━━━━━ SELECTED EXTRACT ━━━━━

We monitor backups a little bit more advanced - I thought I should share this knowledge as well...
Single Job Monitoring:
Monitor a single job and it's results - allows you configure the Job-Name with a PRTG filter value in the SQL sensor.
The results will include various values - most notable are:
- FinalJobStatus (as text)
- TotalDataSizeBytes
- TotalNumberOfDirectories
- TotalNumberOfFiles
- TotalRateMBMin
In order to implement this sensor, add a SQLv2 Sensor and configure like this:
- Database: BEDB
- Instance Name: BKUPEXEC (in most cases)
- Use input parameter: specify the exact job name
- DBNull = Error
Channels:
Most channels are rather simple to configure, they are counters, SpeedDisk or BytesDisk - as PRTG has those channel types integrated already.
The special channel is FINALJOBSTATUS - in order to have this working you will need the "backupexec.jobstatus.ovl" file in your %programfilesx86%\PRTG...\Lookups directory - see below for the file.

━━━━━

OBJECTIVES
a) Name every result value that the backup monitoring post singles out as most notable.
b) Write the next part of the backup monitoring post, picking up right after its last sentence.

━━━━━ DATASET ━━━━━

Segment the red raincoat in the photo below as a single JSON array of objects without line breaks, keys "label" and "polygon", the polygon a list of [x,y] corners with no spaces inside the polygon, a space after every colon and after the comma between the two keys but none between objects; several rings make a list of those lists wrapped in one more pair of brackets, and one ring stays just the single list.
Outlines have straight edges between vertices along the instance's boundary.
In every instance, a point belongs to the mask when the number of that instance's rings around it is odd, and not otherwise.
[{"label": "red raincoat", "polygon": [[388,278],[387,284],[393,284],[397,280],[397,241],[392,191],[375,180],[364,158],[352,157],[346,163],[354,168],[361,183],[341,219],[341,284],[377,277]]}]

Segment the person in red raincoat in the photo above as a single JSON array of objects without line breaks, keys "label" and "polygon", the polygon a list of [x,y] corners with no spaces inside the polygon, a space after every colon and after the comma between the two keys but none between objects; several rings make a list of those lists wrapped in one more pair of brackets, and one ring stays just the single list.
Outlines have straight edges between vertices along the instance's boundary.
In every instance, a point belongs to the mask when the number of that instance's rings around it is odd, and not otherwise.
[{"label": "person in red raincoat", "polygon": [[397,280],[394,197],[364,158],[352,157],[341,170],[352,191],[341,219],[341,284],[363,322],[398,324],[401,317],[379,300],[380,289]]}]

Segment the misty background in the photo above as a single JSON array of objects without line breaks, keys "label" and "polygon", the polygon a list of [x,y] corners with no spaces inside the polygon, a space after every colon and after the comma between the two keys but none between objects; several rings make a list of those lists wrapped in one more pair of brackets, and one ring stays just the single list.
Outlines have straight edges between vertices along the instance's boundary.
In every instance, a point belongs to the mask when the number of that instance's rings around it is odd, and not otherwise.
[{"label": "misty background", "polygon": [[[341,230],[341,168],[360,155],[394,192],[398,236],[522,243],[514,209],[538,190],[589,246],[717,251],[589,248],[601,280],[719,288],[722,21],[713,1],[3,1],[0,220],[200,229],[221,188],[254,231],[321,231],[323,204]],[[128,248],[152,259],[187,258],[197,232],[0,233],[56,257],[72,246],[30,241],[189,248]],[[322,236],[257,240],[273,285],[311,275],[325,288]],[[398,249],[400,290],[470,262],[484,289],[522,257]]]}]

━━━━━

WRITTEN ANSWERS
a) FinalJobStatus (as text), TotalDataSizeBytes, TotalNumberOfDirectories, TotalNumberOfFiles, TotalRateMBMin

b)
SQL Script for single job monitoring:
SELECT TOP 1
J.JobName,
H.TotalDataSizeBytes, H.TotalRateMBMin, H.TotalNumberOfFiles, H.TotalNumberOfDirectories,
H.FinalJobStatus,
H.ActualStartTime, H.EndTime, H.ElapsedTimeSeconds
FROM Jobs J
LEFT JOIN TaskDefinition T ON T.JobDefinitionID = J.JobDefinitionID
LEFT JOIN Schedule S ON S.ScheduleId = T.ScheduleID
LEFT JOIN JobHistorySummary H ON H.JobID = J.JobID
WHERE S.SystemId IS NOT NULL
AND H.ActualStartTime > GETDATE()-8 --adjust this value if needed, 8 helps for the last 8 days.. weekly backups (full backups)
AND J.JobName LIKE @prtg
ORDER BY H.ActualStartTime DESC
The backupexec.jobstatus.ovl file:
<?xml version="1.0" encoding="UTF-8"?>
<ValueLookup id="backupexec.jobstatus" desiredValue="1" undefinedState="error" xmlns:xsi="http://www.w3.org/2001/XMLSchema-instance" xsi:noNamespaceSchemaLocation="PaeValueLookup.xsd">
<Lookups>
<SingleInt state="warning" value="1">
Job Cancelled
</SingleInt>
<SingleInt state="Ok" value="2">
Job Completed
</SingleInt>
<SingleInt state="warning" value="3">
Job Exception
</SingleInt>
<SingleInt state="warning" value="4">
Job Dispatched
</SingleInt>
<SingleInt state="warning" value="5">
Job On Hold
</SingleInt>
<SingleInt state="error" value="6">
Job Error
</SingleInt>
<SingleInt state="error" value="7">
Job Invalid Schedule
</SingleInt>
<SingleInt state="error" value="8">
Job Invalid Time Window
</SingleInt>
<SingleInt state="error" value="9">
unknown status code (9)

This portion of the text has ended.